Work instruction 1 => Translate this sentence from the article on the No Worries Now Prom into Spanish: "She added that this year is No Worries Now's sixth annual prom season."
Work instruction 2 => Return the passage of the article on the No Worries Now Prom verbatim, beginning at the words "Making a Prom" and stopping after the words "a few years.".

***** Source passage

Making a Prom Dream Come True for Chronically Ill

West Potomac student coordinates a No Worries Now Prom.

— Four days before her June 15 graduation from West Potomac High School, Sara Sanders was at the Washington D.C. No Worries Now Prom that she coordinated with the help of local donations and volunteers.

Sanders said she organized the prom, which was held at the Top of the Town in Alexandria, for the No Worries Now Organization, which is a non-profit based in Los Angeles.

"The D.C. prom was for teens with life-threatening and chronic illnesses," Sanders said, who has been involved in the organization for a few years.

"No Worries Now is a non-profit organization," Executive Director Marta Belcher said. "We put on proms for teens with life-threatening illnesses who may not live long enough to attend their own proms."

She added that this year is No Worries Now's sixth annual prom season.

**********
***** Dataset

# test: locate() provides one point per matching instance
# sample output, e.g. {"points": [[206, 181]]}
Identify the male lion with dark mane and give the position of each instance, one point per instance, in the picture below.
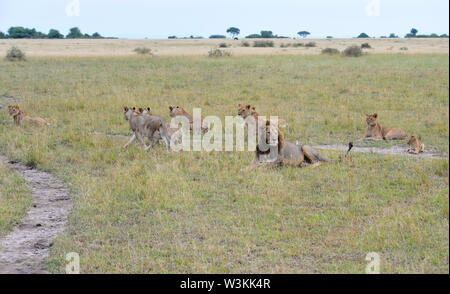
{"points": [[273, 150]]}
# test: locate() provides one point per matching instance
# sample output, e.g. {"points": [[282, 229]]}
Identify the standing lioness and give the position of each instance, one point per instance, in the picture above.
{"points": [[145, 126], [20, 116], [375, 131]]}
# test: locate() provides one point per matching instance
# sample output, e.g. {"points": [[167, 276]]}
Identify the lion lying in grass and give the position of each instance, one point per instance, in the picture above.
{"points": [[21, 116], [375, 131], [273, 150], [415, 146]]}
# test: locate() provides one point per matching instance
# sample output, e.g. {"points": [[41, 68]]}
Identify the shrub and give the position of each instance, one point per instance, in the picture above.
{"points": [[218, 53], [352, 51], [143, 50], [253, 36], [15, 54], [330, 51], [217, 37], [263, 44]]}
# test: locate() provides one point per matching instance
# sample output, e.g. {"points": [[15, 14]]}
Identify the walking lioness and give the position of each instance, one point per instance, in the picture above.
{"points": [[375, 131], [20, 116], [145, 126]]}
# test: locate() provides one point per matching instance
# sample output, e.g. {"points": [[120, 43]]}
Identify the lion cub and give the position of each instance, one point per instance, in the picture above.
{"points": [[246, 111], [415, 146], [20, 116], [145, 126], [375, 131], [174, 134]]}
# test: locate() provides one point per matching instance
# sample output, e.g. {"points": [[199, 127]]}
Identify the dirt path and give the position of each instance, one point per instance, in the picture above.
{"points": [[392, 150], [24, 250]]}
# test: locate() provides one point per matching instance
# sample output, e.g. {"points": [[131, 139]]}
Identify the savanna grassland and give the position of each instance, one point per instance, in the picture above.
{"points": [[200, 212], [15, 198]]}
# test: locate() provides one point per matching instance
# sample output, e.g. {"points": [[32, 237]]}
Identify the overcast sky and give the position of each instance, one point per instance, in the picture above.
{"points": [[161, 18]]}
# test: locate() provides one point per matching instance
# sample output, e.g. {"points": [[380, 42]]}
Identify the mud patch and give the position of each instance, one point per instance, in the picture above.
{"points": [[23, 251], [390, 150]]}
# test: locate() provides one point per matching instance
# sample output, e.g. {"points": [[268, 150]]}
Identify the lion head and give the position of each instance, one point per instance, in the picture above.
{"points": [[13, 110], [269, 134], [413, 140], [128, 112], [371, 119], [176, 110]]}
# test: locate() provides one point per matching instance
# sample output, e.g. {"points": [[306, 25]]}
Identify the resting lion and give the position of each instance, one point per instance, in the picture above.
{"points": [[273, 150], [375, 131], [415, 146]]}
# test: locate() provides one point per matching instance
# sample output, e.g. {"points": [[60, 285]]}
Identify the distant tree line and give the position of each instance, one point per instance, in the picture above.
{"points": [[411, 34], [26, 33]]}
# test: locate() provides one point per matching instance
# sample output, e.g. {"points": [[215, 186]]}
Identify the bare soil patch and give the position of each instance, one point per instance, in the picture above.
{"points": [[430, 152], [24, 250]]}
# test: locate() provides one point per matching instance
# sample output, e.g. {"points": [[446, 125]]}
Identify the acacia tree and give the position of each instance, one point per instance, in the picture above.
{"points": [[233, 31], [55, 34], [363, 35], [303, 34], [74, 33]]}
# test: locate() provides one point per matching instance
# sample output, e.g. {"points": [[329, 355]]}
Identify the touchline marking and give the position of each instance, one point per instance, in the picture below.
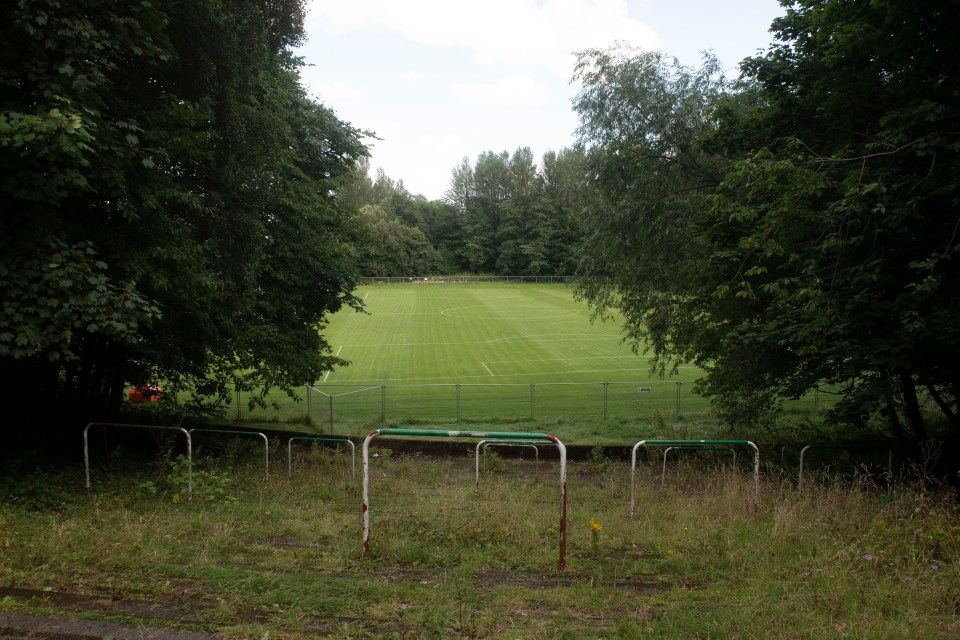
{"points": [[336, 355]]}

**********

Expected answer 1 => Añadió que este año es la sexta temporada anual de bailes de graduación de No Worries Now.

Expected answer 2 =>
Making a Prom Dream Come True for Chronically Ill

West Potomac student coordinates a No Worries Now Prom.

— Four days before her June 15 graduation from West Potomac High School, Sara Sanders was at the Washington D.C. No Worries Now Prom that she coordinated with the help of local donations and volunteers.

Sanders said she organized the prom, which was held at the Top of the Town in Alexandria, for the No Worries Now Organization, which is a non-profit based in Los Angeles.

"The D.C. prom was for teens with life-threatening and chronic illnesses," Sanders said, who has been involved in the organization for a few years.